Directions → Two lines mark the range in the entries below: the one holding "Need: identify each instance of the green hedge" and the one holding "Target: clock tower". Set down those two and all lines between them, exactly.

*** Material to process ***

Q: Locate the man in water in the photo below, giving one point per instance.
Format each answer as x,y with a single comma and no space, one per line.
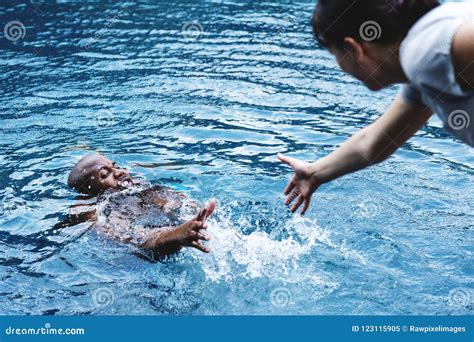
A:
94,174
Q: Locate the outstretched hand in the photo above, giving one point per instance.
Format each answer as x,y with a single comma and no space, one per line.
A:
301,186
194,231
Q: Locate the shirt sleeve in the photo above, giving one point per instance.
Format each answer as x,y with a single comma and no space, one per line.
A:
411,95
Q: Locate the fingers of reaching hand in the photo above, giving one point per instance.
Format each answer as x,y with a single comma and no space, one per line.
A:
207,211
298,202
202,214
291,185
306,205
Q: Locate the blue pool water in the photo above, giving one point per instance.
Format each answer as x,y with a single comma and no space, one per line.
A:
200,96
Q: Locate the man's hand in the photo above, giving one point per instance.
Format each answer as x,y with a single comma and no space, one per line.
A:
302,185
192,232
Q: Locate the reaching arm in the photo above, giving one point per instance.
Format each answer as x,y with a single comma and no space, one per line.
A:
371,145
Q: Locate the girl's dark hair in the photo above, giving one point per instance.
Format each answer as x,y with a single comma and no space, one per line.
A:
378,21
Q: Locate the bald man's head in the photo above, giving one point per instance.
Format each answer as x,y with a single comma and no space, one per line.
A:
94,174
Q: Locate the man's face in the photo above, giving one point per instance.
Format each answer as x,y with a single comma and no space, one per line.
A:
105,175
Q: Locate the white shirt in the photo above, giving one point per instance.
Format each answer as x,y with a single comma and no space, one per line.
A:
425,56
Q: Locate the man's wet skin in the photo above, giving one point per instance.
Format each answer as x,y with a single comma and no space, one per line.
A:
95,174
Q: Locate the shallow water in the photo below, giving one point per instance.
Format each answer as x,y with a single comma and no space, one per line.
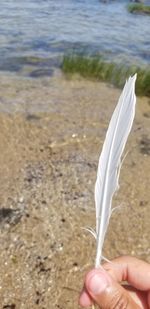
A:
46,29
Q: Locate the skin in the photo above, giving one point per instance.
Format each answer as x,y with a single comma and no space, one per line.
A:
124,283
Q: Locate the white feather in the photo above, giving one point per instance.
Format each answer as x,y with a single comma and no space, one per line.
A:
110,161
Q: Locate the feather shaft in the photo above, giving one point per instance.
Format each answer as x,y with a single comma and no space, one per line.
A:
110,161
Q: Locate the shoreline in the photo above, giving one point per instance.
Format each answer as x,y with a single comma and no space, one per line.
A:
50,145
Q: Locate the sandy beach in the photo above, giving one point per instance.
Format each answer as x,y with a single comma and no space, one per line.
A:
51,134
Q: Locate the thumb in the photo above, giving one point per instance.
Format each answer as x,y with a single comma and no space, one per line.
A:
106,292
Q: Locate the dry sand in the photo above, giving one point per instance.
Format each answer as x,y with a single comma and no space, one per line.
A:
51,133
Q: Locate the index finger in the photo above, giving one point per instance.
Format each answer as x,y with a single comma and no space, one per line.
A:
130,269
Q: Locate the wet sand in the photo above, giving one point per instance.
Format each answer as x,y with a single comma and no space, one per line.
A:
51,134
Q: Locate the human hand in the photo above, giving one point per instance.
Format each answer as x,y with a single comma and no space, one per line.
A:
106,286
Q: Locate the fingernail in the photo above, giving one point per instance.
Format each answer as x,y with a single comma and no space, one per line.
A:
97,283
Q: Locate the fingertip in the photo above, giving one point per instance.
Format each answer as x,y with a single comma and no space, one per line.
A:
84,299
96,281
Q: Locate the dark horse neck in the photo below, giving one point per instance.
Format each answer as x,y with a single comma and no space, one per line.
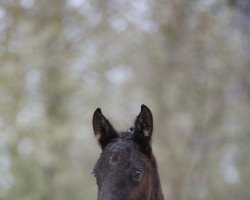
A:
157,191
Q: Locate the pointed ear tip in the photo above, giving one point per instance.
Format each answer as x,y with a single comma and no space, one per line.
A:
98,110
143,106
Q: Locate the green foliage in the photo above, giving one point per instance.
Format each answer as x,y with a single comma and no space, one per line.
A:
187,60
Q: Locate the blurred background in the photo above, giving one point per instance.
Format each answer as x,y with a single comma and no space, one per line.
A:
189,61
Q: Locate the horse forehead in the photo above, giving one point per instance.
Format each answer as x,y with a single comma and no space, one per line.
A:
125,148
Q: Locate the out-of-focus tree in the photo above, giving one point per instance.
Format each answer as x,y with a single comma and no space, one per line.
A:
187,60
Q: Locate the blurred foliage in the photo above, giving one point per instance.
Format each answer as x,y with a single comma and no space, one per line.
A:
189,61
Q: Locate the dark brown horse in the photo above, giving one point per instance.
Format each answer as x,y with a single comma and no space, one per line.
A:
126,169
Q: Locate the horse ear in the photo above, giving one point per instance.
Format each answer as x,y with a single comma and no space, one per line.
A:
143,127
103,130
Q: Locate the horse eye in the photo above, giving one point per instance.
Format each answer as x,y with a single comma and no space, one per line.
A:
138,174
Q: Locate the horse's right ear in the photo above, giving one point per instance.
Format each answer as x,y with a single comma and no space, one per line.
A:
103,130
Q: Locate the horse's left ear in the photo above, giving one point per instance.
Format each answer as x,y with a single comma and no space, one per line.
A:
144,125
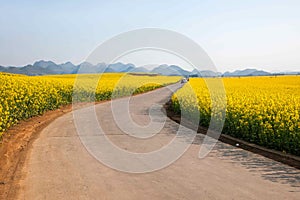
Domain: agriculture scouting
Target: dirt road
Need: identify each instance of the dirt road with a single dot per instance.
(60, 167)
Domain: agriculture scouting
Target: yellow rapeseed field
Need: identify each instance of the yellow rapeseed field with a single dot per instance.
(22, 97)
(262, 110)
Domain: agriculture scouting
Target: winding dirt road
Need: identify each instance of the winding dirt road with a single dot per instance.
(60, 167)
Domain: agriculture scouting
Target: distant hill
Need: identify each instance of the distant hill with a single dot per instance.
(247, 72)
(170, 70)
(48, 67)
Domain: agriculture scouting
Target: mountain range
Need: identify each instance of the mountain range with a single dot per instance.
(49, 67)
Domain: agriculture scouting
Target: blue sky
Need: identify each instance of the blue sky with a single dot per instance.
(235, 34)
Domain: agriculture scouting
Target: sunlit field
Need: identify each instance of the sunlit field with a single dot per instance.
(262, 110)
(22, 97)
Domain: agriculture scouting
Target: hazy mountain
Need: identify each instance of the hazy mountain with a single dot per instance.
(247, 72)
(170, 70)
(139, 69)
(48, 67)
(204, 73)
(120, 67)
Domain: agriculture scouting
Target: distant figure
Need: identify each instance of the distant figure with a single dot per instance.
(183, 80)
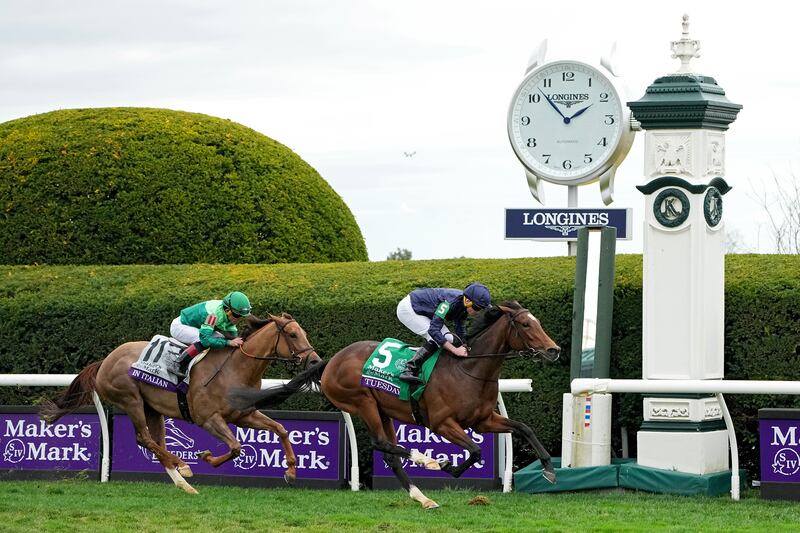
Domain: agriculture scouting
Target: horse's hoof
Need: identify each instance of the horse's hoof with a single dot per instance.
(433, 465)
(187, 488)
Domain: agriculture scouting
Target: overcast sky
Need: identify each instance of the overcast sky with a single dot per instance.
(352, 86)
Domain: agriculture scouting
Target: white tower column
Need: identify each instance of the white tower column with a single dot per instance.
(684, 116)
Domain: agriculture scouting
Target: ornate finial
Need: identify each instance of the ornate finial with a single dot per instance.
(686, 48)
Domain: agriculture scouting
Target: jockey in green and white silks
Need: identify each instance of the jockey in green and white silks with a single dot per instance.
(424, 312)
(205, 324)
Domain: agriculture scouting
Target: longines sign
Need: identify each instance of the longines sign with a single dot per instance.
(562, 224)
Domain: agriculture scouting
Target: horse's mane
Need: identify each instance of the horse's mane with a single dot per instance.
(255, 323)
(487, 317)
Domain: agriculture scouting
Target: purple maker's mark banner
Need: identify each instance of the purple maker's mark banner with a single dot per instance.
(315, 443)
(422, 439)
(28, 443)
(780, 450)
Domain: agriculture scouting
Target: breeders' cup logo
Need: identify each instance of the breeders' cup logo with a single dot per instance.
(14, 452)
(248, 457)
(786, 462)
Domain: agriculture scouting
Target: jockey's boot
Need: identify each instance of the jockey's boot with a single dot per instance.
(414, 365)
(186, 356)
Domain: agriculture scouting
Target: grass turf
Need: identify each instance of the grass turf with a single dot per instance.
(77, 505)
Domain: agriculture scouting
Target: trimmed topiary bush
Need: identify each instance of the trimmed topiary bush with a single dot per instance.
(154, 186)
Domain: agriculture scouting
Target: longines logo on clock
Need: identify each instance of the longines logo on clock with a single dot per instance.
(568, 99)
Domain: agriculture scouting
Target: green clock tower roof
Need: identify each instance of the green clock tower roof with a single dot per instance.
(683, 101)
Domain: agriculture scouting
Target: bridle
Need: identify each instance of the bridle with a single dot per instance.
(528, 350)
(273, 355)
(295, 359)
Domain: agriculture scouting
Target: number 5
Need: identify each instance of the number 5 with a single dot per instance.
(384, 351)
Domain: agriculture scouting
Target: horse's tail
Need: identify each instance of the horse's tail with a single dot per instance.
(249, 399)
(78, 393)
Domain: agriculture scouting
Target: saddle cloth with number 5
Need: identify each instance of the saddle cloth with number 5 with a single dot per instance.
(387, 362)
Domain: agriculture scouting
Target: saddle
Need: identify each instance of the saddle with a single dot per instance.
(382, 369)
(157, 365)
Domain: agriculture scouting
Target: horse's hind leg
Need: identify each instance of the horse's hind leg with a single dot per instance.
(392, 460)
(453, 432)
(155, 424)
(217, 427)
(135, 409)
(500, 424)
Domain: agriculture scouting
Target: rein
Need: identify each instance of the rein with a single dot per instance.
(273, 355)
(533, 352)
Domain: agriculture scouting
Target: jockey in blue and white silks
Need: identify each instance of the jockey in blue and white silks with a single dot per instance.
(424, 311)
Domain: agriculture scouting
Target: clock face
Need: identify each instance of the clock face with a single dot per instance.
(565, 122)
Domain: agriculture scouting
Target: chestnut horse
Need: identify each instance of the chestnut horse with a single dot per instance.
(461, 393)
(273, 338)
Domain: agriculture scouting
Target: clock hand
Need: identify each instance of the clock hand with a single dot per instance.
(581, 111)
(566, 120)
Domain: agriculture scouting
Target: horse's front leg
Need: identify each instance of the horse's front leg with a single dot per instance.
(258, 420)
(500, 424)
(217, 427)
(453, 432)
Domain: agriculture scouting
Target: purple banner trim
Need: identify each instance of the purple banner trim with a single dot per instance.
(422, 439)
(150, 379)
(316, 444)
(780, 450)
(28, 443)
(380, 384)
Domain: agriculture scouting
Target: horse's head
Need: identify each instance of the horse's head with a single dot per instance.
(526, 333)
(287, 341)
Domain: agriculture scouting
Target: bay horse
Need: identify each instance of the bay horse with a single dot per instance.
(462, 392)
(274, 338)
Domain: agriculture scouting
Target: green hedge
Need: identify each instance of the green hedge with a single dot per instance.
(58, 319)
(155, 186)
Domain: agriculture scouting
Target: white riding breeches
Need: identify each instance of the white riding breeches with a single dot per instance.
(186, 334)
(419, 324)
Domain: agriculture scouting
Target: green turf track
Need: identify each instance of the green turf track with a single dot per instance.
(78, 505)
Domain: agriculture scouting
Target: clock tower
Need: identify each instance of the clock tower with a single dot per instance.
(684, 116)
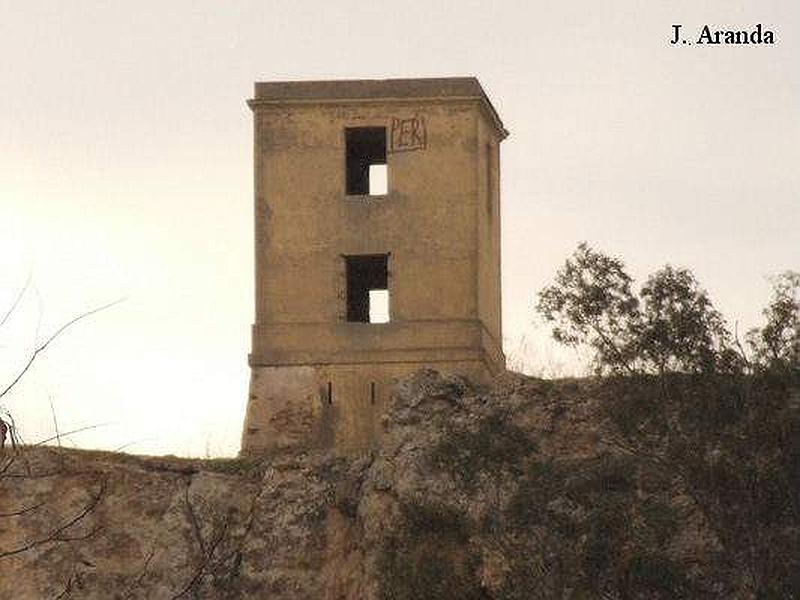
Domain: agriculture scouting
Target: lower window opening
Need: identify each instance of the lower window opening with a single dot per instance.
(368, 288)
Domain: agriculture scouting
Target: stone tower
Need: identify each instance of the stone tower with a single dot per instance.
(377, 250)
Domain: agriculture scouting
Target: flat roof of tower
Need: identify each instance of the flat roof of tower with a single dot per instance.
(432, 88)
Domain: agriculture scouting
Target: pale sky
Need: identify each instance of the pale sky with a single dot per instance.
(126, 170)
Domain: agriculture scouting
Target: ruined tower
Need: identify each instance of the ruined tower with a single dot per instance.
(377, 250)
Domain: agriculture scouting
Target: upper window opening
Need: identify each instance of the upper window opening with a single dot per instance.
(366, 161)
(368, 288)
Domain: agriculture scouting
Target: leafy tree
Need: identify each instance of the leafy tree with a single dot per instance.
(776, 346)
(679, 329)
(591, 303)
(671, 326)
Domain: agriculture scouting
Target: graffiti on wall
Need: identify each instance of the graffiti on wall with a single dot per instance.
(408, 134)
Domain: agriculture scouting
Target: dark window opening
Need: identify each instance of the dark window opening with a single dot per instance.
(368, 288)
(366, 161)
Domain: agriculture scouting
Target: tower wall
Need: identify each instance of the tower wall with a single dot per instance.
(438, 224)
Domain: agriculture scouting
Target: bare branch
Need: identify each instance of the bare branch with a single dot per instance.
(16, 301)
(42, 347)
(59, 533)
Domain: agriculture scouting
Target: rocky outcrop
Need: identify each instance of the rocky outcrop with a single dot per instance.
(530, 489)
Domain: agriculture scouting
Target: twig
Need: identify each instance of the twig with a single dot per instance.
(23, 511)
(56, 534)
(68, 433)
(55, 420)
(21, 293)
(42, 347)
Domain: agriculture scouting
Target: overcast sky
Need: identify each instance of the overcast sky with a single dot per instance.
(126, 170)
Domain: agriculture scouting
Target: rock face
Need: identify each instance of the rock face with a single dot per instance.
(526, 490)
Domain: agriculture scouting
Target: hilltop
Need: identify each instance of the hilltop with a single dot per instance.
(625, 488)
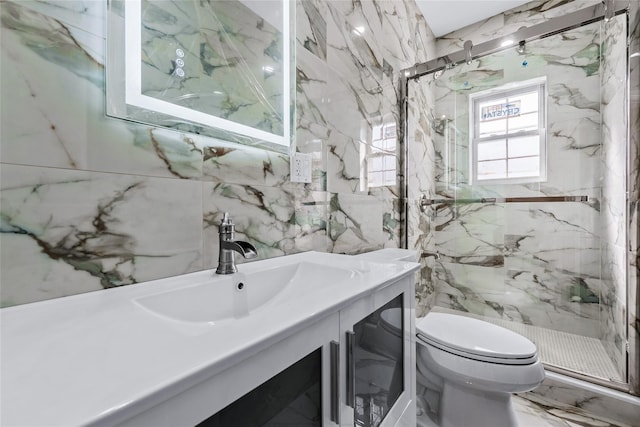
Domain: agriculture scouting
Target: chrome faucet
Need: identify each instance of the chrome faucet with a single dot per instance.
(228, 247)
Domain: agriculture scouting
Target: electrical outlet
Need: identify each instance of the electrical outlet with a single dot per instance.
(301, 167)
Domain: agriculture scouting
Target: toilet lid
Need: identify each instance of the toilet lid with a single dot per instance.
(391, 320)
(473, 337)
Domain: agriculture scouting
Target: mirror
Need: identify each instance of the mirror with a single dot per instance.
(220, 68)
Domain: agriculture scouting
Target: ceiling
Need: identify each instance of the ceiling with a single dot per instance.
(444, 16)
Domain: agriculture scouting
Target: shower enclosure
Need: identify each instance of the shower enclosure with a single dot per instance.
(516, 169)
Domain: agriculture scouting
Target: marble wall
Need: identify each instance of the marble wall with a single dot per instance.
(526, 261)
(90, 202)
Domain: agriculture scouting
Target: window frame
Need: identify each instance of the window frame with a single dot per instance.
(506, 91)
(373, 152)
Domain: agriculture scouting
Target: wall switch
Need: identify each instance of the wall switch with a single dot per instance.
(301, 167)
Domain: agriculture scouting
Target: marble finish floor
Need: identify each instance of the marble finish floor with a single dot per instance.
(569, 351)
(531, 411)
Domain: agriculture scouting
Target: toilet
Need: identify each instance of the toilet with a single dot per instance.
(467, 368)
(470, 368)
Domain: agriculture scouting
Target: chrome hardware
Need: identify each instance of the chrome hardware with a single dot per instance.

*** End of Material to process ***

Result below →
Need: identify each instance of the green hedge with a single dot per instance.
(58, 319)
(155, 186)
Domain: agriculture scouting
Target: white riding breeches
Need: identify each instance of the white riding breeches with a single dot per instance.
(186, 334)
(419, 324)
Domain: agriculture scouting
Target: green turf track
Need: identify each instance of the green turf track with a single dot per instance.
(78, 505)
Domain: agriculture scouting
Target: clock tower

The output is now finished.